What is expected: Repeat the stretch from the start of the items through the line containing "[227,225,250,236]", switching "wall stain" to "water stain" and leaving everything else unchanged.

─── Material shown

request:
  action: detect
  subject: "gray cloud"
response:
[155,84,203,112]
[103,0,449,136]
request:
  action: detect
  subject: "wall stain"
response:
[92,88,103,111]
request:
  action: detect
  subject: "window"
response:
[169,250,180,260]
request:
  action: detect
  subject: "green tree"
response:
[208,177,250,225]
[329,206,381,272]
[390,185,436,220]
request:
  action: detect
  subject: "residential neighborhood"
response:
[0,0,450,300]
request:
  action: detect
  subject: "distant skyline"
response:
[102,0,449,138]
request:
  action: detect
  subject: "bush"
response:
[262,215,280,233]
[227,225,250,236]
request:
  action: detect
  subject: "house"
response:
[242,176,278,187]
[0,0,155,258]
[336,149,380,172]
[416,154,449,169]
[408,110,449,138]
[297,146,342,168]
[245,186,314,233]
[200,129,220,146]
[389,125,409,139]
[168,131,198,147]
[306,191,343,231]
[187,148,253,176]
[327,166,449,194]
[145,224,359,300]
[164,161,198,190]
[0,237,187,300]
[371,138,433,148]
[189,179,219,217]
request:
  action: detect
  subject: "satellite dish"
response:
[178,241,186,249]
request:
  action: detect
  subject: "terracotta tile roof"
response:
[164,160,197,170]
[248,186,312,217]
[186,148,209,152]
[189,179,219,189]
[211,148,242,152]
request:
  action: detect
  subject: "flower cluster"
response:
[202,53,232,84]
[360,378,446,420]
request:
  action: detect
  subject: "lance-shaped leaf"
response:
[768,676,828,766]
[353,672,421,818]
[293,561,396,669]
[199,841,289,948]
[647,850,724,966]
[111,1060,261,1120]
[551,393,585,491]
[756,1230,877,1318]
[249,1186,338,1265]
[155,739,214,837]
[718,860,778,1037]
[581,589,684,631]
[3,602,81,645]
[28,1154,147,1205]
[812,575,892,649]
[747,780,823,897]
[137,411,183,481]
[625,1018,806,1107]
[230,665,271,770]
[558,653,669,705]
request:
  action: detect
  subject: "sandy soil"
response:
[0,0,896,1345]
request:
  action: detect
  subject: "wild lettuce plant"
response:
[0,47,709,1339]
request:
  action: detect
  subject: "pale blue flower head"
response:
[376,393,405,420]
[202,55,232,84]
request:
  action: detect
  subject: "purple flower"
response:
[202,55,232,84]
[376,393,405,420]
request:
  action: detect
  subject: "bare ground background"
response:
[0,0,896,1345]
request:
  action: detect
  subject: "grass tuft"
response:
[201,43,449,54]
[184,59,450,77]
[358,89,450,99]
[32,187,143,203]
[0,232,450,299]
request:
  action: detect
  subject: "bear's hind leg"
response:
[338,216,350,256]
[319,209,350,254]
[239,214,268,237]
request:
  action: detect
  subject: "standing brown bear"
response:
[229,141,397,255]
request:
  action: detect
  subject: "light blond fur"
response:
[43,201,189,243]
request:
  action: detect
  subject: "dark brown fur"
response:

──────

Reply to the exercise:
request:
  action: detect
  subject: "gray cloud"
response:
[155,84,203,112]
[103,0,449,136]
request:
  action: detect
  subject: "water stain"
response:
[92,88,103,111]
request:
  action: detect
  subject: "window"
response:
[169,250,180,260]
request:
  action: detect
  subject: "green tree"
response:
[208,177,250,225]
[329,206,381,272]
[390,185,436,220]
request:
  action: detect
  subject: "residential neighborhood"
response:
[0,0,450,300]
request:
  action: detect
  subject: "distant skyline"
response:
[102,0,449,138]
request:
  action: detect
  subject: "bush"
response:
[262,215,280,233]
[227,225,250,236]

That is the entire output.